→ **About this exercise**:
Below is a block of data; give all of it again word for word.

****

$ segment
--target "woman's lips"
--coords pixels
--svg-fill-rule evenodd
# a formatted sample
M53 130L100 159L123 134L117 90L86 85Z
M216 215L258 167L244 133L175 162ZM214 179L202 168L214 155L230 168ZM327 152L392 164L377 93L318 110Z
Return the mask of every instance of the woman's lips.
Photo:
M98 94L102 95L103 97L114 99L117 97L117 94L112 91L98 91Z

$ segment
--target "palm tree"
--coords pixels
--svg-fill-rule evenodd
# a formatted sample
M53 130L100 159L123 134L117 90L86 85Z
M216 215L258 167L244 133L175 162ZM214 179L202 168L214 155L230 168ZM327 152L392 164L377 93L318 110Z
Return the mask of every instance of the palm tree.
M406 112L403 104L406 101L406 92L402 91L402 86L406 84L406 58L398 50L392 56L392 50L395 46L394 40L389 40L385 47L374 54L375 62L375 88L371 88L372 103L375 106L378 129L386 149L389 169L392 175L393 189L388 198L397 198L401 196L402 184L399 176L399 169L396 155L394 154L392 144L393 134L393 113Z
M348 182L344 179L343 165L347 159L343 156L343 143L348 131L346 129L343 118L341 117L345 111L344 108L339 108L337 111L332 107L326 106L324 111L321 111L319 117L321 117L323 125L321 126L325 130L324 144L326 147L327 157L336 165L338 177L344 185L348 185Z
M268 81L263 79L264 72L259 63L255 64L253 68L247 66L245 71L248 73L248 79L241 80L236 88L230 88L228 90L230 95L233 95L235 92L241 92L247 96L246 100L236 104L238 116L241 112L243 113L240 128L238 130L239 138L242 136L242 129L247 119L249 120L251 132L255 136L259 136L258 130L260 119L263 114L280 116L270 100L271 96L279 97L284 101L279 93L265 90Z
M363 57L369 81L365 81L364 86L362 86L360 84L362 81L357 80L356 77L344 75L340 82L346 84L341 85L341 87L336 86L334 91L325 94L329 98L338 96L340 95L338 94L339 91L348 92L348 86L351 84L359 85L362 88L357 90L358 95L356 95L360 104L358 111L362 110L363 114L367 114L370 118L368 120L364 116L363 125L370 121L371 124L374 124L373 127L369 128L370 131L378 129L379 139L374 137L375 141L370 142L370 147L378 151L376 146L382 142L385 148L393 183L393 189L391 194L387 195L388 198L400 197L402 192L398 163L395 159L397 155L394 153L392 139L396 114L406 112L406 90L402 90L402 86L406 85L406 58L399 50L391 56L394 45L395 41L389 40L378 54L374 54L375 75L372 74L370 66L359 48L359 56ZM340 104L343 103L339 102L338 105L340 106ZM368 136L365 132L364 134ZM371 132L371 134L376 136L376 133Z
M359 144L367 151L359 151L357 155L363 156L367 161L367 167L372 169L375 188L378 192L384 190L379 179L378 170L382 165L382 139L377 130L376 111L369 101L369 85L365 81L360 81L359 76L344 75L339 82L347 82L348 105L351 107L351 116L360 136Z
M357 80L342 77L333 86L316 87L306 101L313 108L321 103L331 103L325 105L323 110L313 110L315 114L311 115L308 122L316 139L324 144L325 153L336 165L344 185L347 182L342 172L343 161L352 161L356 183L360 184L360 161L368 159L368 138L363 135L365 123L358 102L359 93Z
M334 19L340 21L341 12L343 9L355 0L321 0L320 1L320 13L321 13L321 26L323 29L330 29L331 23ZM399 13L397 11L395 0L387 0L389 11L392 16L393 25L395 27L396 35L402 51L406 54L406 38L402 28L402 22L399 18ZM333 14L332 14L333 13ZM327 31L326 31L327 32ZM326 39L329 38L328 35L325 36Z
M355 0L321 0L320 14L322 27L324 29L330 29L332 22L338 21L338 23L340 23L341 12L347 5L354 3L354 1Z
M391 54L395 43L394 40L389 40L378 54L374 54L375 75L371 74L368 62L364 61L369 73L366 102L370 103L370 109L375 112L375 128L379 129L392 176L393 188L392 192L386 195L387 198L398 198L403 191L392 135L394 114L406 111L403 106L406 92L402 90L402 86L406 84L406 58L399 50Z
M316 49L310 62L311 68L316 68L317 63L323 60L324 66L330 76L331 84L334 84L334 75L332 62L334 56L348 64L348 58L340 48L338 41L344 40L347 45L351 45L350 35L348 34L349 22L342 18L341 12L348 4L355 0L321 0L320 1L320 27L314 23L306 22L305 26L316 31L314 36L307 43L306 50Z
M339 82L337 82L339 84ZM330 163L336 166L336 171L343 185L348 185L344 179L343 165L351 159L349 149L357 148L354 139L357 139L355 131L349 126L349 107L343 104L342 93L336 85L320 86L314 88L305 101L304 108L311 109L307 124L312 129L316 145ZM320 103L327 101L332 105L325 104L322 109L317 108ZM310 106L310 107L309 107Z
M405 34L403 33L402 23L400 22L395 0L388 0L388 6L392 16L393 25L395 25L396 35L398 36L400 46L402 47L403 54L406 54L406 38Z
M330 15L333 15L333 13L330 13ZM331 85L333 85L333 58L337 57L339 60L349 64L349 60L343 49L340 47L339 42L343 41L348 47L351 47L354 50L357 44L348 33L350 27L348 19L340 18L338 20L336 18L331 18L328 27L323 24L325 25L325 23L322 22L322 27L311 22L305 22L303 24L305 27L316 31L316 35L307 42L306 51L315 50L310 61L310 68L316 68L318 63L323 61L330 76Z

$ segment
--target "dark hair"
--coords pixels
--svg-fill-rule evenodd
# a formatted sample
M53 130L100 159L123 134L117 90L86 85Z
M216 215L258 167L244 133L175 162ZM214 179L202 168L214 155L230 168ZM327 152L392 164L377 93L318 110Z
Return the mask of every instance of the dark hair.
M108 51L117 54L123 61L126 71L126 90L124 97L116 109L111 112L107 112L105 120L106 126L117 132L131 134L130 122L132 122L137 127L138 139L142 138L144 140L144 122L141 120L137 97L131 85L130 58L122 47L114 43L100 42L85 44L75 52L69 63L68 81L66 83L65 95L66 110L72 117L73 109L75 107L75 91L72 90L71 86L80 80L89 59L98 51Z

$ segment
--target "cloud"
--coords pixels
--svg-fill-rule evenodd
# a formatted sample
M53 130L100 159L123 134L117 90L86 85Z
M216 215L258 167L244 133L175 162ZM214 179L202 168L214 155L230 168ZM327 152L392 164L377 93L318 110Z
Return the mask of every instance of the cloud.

****

→ **Response below**:
$ segment
--target "woman's lips"
--coords pixels
--svg-fill-rule evenodd
# a formatted sample
M53 130L100 159L123 134L117 90L86 85Z
M216 215L258 167L244 133L175 162ZM214 179L202 168L214 155L230 168ZM327 152L392 164L377 93L318 110Z
Return the mask of every instance of the woman's lips.
Photo:
M98 94L102 95L103 97L114 99L117 97L117 94L112 91L98 91Z

$ segment
--target "palm tree"
--coords pixels
--svg-fill-rule evenodd
# a formatted sample
M53 130L100 159L123 134L117 90L86 85Z
M216 215L258 167L244 133L175 162ZM214 179L202 168L214 155L230 168ZM327 152L392 164L377 93L318 110Z
Return the mask of every instance of the palm tree.
M406 112L403 104L406 101L406 92L402 91L402 86L406 84L406 58L398 50L392 56L392 50L395 46L394 40L389 40L385 47L374 54L375 62L375 88L371 88L372 103L375 106L378 129L386 149L389 169L392 175L393 189L388 198L397 198L401 196L402 184L399 176L399 169L396 155L394 154L392 144L393 134L393 113Z
M348 182L344 179L343 165L347 159L343 156L343 143L348 131L346 129L343 118L341 117L345 111L344 108L339 108L337 111L332 107L326 106L324 111L321 111L319 117L321 117L323 125L321 126L325 130L324 144L326 147L327 157L336 165L338 177L344 185L348 185Z
M268 81L263 79L264 72L259 63L255 64L253 68L247 66L245 71L248 73L248 79L241 80L236 88L230 88L228 90L230 95L233 95L235 92L241 92L247 96L246 100L236 104L238 116L241 112L243 113L240 128L238 130L239 138L242 136L242 129L247 119L249 120L251 132L255 136L259 136L258 130L260 119L263 114L280 116L270 100L271 96L279 97L284 101L279 93L265 90Z
M363 57L369 81L365 81L364 86L362 86L360 84L362 81L357 80L356 77L344 75L340 82L346 84L341 85L341 87L336 86L334 91L325 94L329 98L338 96L340 95L338 94L339 91L348 92L348 86L351 84L359 85L362 88L357 90L358 95L356 95L360 104L358 111L362 110L363 114L367 114L370 118L368 120L364 116L363 125L370 121L371 124L374 124L373 127L369 128L370 131L378 129L379 139L374 137L375 141L370 142L370 147L378 151L376 146L382 142L385 148L393 183L393 189L391 194L387 195L388 198L400 197L402 192L398 163L395 159L397 155L394 153L392 139L396 114L406 112L406 90L402 90L402 86L406 85L406 58L399 50L391 56L394 45L395 41L389 40L378 54L374 54L375 75L372 74L370 66L359 48L359 56ZM340 104L343 103L339 102L338 105L340 106ZM368 136L365 132L364 134ZM371 132L371 134L376 136L376 133Z
M359 144L367 151L359 151L357 155L363 156L367 161L367 167L372 169L375 188L378 192L384 190L379 179L378 170L382 165L382 139L377 130L376 111L369 101L369 85L365 81L360 81L359 76L344 75L339 82L347 82L348 105L351 107L351 116L360 136Z
M357 80L342 77L333 86L316 87L306 101L313 108L321 103L331 103L325 105L323 110L313 110L315 114L311 115L308 122L316 139L324 144L325 153L336 165L344 185L347 182L342 172L343 161L352 161L356 183L360 184L360 161L368 159L368 138L363 135L365 123L358 102L359 93Z
M334 19L340 21L341 12L343 9L355 0L321 0L320 1L320 13L321 13L321 26L323 29L330 29L331 23ZM399 13L397 11L395 0L387 0L389 11L392 16L393 25L395 27L396 35L402 51L406 54L406 38L402 28L402 22L399 18ZM333 14L332 14L333 13ZM327 31L326 31L327 32ZM326 39L329 38L328 35L325 36Z
M355 0L321 0L320 14L322 27L324 29L330 29L332 22L338 21L338 23L340 23L341 12L347 5L354 3L354 1Z
M391 54L395 43L394 40L389 40L378 54L374 54L375 75L371 74L368 62L364 61L369 73L366 102L370 103L370 109L375 112L375 128L379 129L392 176L393 188L392 192L386 195L387 198L398 198L403 191L392 135L394 114L406 111L403 106L406 92L402 90L402 86L406 84L406 58L399 50Z
M316 49L310 62L311 68L316 68L317 63L323 60L324 66L330 76L331 84L334 84L334 75L332 62L334 56L348 64L348 58L340 48L338 41L344 40L347 45L351 45L350 35L348 34L349 22L342 18L341 12L348 4L355 0L321 0L320 1L320 27L314 23L306 22L305 26L316 31L314 36L307 43L306 50Z
M339 82L337 82L339 84ZM330 163L336 166L336 171L343 185L348 185L344 179L343 165L351 159L349 149L357 148L354 139L357 139L355 131L349 126L349 107L343 104L342 93L336 85L320 86L314 88L305 101L304 108L311 109L307 124L312 129L316 145ZM320 103L327 101L332 105L325 104L322 109L317 108ZM310 106L310 107L309 107Z
M405 34L403 33L402 23L400 22L395 0L388 0L388 6L392 16L393 25L395 25L396 35L398 36L400 46L402 47L403 54L406 54L406 38Z
M330 15L333 15L333 13L330 13ZM331 85L333 85L333 58L337 57L339 60L349 64L349 60L343 49L340 47L339 42L343 41L348 47L351 47L354 50L357 44L348 33L350 27L348 19L340 18L338 20L336 18L331 18L328 27L323 24L325 25L325 23L322 22L322 27L311 22L305 22L303 24L305 27L316 31L316 35L307 42L306 51L315 50L310 61L310 68L316 68L318 63L323 61L330 76Z

$ segment
--target "dark hair"
--coords pixels
--svg-fill-rule evenodd
# a formatted sample
M53 130L100 159L123 134L117 90L86 85Z
M216 215L258 167L244 133L175 162ZM214 179L202 168L214 155L230 168ZM327 152L392 164L377 93L318 110Z
Return the mask of every instance of the dark hair.
M108 51L117 54L123 61L126 71L126 90L124 97L116 109L111 112L107 112L105 120L106 126L117 132L131 134L130 122L132 122L137 127L138 139L142 138L144 140L144 122L141 120L137 97L131 85L130 58L122 47L114 43L100 42L85 44L75 52L69 63L68 81L66 83L65 95L66 110L72 117L73 109L75 107L75 91L72 90L71 86L80 80L89 59L98 51Z

$ segment
--target "cloud"
--coords pixels
--svg-fill-rule evenodd
# a formatted sample
M53 130L100 159L123 134L117 90L86 85Z
M216 215L258 167L244 133L175 162ZM214 179L202 168L214 155L230 168ZM327 152L392 164L377 93L318 110Z
Return the mask of every instance of the cloud.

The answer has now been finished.